• TASK STATEMENT: Rewrite the records below, starting at the line that contains "Question. Provide a point on each instance of the concrete" and ending at the line that contains "x=212, y=313", both lines included, with each answer coordinate multiplied by 1.75 and rounded to a whole number, halves rounded up. Keep the numbers in the requests and their format samples unchanged, and output only those lines.

• STORED ROWS:
******************************
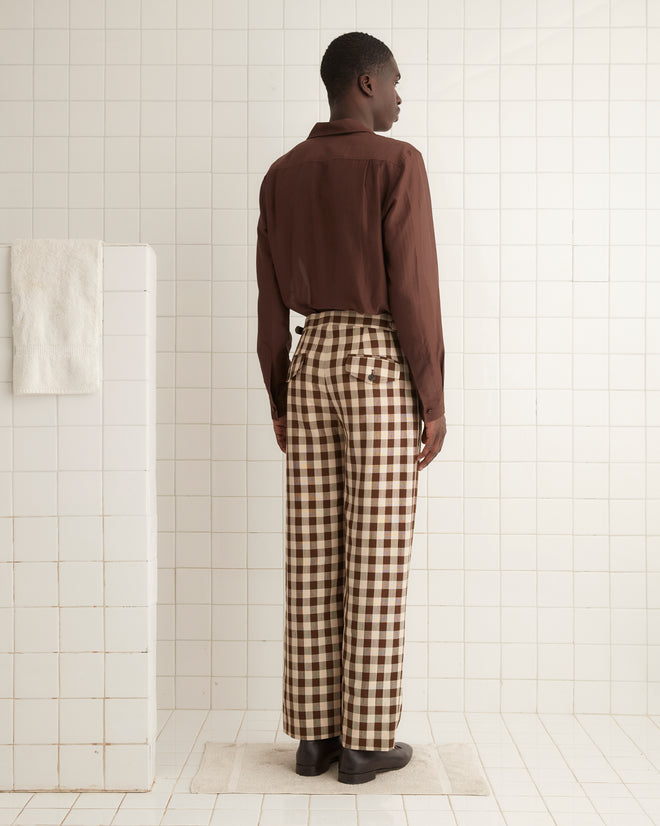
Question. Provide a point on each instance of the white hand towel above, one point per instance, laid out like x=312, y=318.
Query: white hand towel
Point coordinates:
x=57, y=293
******************************
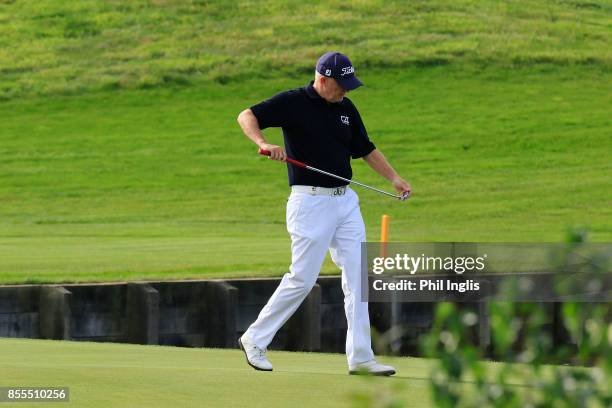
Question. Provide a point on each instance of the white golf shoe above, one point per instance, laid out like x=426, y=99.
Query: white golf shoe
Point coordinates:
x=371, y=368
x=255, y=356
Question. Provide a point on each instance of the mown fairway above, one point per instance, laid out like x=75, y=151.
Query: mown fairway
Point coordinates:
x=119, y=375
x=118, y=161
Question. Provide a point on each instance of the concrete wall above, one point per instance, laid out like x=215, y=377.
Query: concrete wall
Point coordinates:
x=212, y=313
******************************
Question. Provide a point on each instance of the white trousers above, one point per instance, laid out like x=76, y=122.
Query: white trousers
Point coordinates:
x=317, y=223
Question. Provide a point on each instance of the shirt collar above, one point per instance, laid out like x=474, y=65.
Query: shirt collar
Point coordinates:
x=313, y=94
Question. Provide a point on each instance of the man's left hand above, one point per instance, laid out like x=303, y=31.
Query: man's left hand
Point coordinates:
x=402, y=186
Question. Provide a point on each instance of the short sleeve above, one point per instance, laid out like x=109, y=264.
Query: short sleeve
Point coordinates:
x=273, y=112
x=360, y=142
******************************
• REPLY:
Question. Provide a point on each instance of the concrete wall above, one point per instance, laid out like x=215, y=377.
Query: concrete wall
Point coordinates:
x=371, y=548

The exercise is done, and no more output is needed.